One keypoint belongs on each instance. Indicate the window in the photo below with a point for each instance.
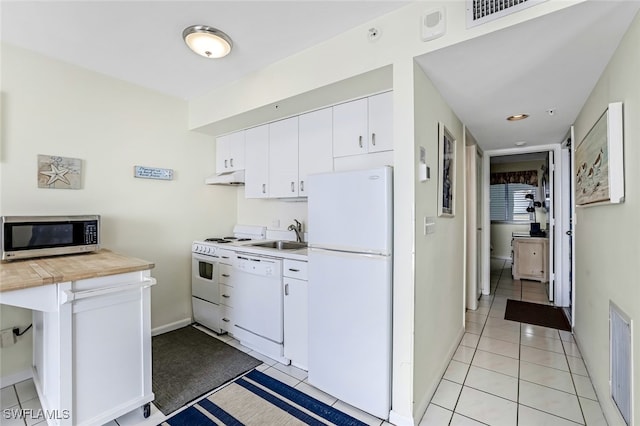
(508, 202)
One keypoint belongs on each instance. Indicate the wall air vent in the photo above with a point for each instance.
(621, 369)
(481, 11)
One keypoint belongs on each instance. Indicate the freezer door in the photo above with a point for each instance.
(350, 328)
(352, 210)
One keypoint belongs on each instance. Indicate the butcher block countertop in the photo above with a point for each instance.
(18, 274)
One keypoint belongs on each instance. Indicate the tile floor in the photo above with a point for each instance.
(510, 373)
(503, 373)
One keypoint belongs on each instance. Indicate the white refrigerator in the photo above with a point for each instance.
(350, 286)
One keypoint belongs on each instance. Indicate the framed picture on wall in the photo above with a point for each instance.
(599, 165)
(446, 172)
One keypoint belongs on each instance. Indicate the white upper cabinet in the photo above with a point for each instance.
(350, 128)
(363, 126)
(257, 162)
(381, 122)
(315, 146)
(230, 152)
(283, 158)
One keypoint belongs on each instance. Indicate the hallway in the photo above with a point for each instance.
(510, 373)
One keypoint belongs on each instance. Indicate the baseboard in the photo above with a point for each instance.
(171, 326)
(14, 378)
(501, 257)
(400, 420)
(423, 404)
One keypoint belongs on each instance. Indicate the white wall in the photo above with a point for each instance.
(439, 257)
(53, 108)
(274, 214)
(348, 55)
(608, 237)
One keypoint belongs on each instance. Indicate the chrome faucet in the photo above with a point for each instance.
(297, 228)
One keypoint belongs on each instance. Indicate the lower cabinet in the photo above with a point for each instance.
(296, 312)
(225, 287)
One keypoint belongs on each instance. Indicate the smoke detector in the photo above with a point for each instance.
(374, 34)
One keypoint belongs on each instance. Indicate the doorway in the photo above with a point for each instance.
(549, 194)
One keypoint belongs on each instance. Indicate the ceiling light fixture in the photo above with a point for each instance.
(207, 41)
(517, 117)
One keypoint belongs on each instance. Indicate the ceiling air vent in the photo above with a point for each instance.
(481, 11)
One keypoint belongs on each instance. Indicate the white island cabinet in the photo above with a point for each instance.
(91, 334)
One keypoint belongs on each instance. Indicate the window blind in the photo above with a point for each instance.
(508, 202)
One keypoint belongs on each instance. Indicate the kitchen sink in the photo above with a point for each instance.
(282, 245)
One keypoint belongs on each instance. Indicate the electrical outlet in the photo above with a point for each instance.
(7, 337)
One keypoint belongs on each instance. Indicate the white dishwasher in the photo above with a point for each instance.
(259, 304)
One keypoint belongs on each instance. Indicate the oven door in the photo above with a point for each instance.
(204, 278)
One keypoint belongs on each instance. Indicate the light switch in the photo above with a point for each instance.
(429, 225)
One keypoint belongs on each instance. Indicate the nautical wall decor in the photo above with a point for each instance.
(55, 172)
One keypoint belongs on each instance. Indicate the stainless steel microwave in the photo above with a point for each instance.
(36, 236)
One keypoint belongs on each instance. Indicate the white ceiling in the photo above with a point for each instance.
(552, 62)
(141, 41)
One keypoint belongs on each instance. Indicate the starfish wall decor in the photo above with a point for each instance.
(59, 172)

= = =

Task to carry out
Reproduce the entries above exactly. Do not include the images.

Exercise answer
One keypoint belongs on each instance. Indicate the window in the photo below with a point for each instance.
(508, 202)
One keypoint belongs on each instance. Indicate the wall air vent in the photo above with a point for each instance.
(621, 369)
(481, 11)
One keypoint belongs on each instance. Indicate the freezer door in the photo above with a point for each instance.
(350, 328)
(352, 210)
One keypoint belongs on each instance. Indicate the butcher block countertop in the photo above with a point for each instance.
(18, 274)
One keypoint belongs on each instance. Indicate the tile floor in the photo above with a point for each instance.
(510, 373)
(503, 373)
One keypoint belongs on each instance. Indicate the white refrigerator in the photo above with a point for each instance.
(350, 286)
One keypoint belongs on each instance. Indicate the framed picture on wall in the photo above with a point for each instance.
(599, 165)
(446, 172)
One keypoint belongs on each instance. Indicate the white upper cabinet in the photo above with a point for each instance.
(350, 128)
(363, 126)
(257, 162)
(381, 122)
(315, 146)
(230, 152)
(283, 158)
One keypoint belongs on each instance. Indicate the hallway in the photo above with a point for each instance.
(510, 373)
One keypoint belongs on each instance. Indicate the baseboard in the photo above with a point for each instance.
(171, 326)
(14, 378)
(501, 257)
(400, 420)
(423, 404)
One keypoint belongs on each instance. Indicate the white wall in the photo above with a point for each instance.
(439, 257)
(53, 108)
(274, 214)
(348, 55)
(608, 237)
One keypoint belongs on each instance. Indicate the chrome faucet in the photo above with a point for each instance.
(297, 228)
One keypoint belongs on each instance. Indicate the lower cabinet in the photo above with a point for each instance.
(296, 312)
(225, 287)
One keypoint belongs on each instance. Indicate the smoke detector in the photo above with a point for each instance.
(374, 34)
One keypoint belongs on each instance. Indicate the doorway in the photo above with a point for each instance.
(549, 194)
One keypoint belongs on each instance. Indicate the ceiling light fixture in the photo above with a point for each instance.
(207, 41)
(517, 117)
One keypoint belongs on each instance. Indicate the ceiling air vent in the photo above with a point for each instance.
(481, 11)
One keypoint belongs on each instance. Indicate the white island cabinet in the photo above with a point for each instance.
(91, 334)
One keypoint belongs on each instance. Indicate the window blind in the photo above with a point for each instance.
(508, 202)
One keypoint belongs on each instance. Indicate the kitchen sink in the photo above with a point for each instance.
(282, 245)
One keypoint belongs on each instance. Indicate the electrical outlet in the photo above with a point for each instance.
(7, 337)
One keypoint belongs on each instance. Indicate the white dishwasher in the photo above with a point for each instance.
(259, 304)
One keypoint belongs on each instance. Indicate the oven door in the photo above with a point for each instance.
(204, 278)
One keypoint belongs on each instance. Indicate the light switch in the photo above with a point for each instance.
(429, 225)
One keypoint belongs on each instance. Indicate the nautical wall decor in the photo above with a point for each instance.
(55, 172)
One keypoint belongs on each instance. Indicate the stainless steel microwave in the photo above with a point for each instance.
(36, 236)
One keypoint belongs on each instance. Indicate the white ceiling in the photo above with a point for each instance.
(552, 62)
(141, 41)
One keypoint belongs on each instance. Indicate the starfish wall decor in the photo above with a point for each instance.
(59, 172)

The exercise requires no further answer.